### PAGE EXCERPT:
-- BEGIN --

Re: [PATCH v19 037/130] KVM: TDX: Make KVM_CAP_MAX_VCPUS backend specific

"Huang, Kai" <kai.huang@xxxxxxxxx> · Thu, 30 May 2024 12:21:58 +0000

On Wed, 2024-05-29 at 16:15 -0700, Sean Christopherson wrote:
> On Tue, May 14, 2024, Kai Huang wrote:
> > 
> > 
> > On 11/05/2024 2:04 am, Sean Christopherson wrote:
> > > On Thu, May 09, 2024, Isaku Yamahata wrote:
> > > > On Fri, May 10, 2024 at 11:19:44AM +1200, Kai Huang <kai.huang@xxxxxxxxx> wrote:
> > > > > On 10/05/2024 10:52 am, Sean Christopherson wrote:
> > > > > > On Fri, May 10, 2024, Kai Huang wrote:
> > > > > > > On 10/05/2024 4:35 am, Sean Christopherson wrote:
> > > > > > > > KVM x86 limits KVM_MAX_VCPUS to 4096:
> > > > > > > > 
> > > > > > > >      config KVM_MAX_NR_VCPUS
> > > > > > > > 	int "Maximum number of vCPUs per KVM guest"

-- END --

### REQUIREMENT A:
Count the lines in the rows below that contain the string "floorboard", and give only that number.

### SUPPLIED MATERIAL:

-- BEGIN --

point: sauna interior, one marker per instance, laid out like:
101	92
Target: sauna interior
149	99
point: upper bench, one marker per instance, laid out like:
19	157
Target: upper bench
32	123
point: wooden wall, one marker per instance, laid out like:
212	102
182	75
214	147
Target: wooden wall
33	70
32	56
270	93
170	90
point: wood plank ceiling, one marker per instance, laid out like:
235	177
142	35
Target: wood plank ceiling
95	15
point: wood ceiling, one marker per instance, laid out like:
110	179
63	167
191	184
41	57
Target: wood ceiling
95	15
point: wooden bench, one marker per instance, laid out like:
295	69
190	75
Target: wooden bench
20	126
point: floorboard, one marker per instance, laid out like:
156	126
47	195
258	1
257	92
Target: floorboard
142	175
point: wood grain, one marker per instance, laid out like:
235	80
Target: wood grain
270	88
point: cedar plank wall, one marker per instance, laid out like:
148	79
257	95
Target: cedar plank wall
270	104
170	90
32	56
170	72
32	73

-- END --

### REQUIREMENT B:
Continue the KVM patch thread above from the point where it stops.

### WRITTEN RESPONSE A:
2

### WRITTEN RESPONSE B:
> > > > > > > > 	depends on KVM
> > > > > > > > 	range 1024 4096
> > > > > > > > 	default 4096 if MAXSMP
> > > > > > > > 	default 1024
> > > > > > > > 	help
> > > > > > > > 
> > > > > > > > whereas the limitation from TDX is apprarently simply due to TD_PARAMS taking
> > > > > > > > a 16-bit unsigned value:
> > > > > > > > 
> > > > > > > >      #define TDX_MAX_VCPUS  (~(u16)0)
> > > > > > > > 
> > > > > > > > i.e. it will likely be _years_ before TDX's limitation matters, if it ever does.
> > > > > > > > And _if_ it becomes a problem, we don't necessarily need to have a different
> > > > > > > > _runtime_ limit for TDX, e.g. TDX support could be conditioned on KVM_MAX_NR_VCPUS
> > > > > > > > being <= 64k.
> > > > > > > 
> > > > > > > Actually later versions of TDX module (starting from 1.5 AFAICT), the module
> > > > > > > has a metadata field to report the maximum vCPUs that the module can support
> > > > > > > for all TDX guests.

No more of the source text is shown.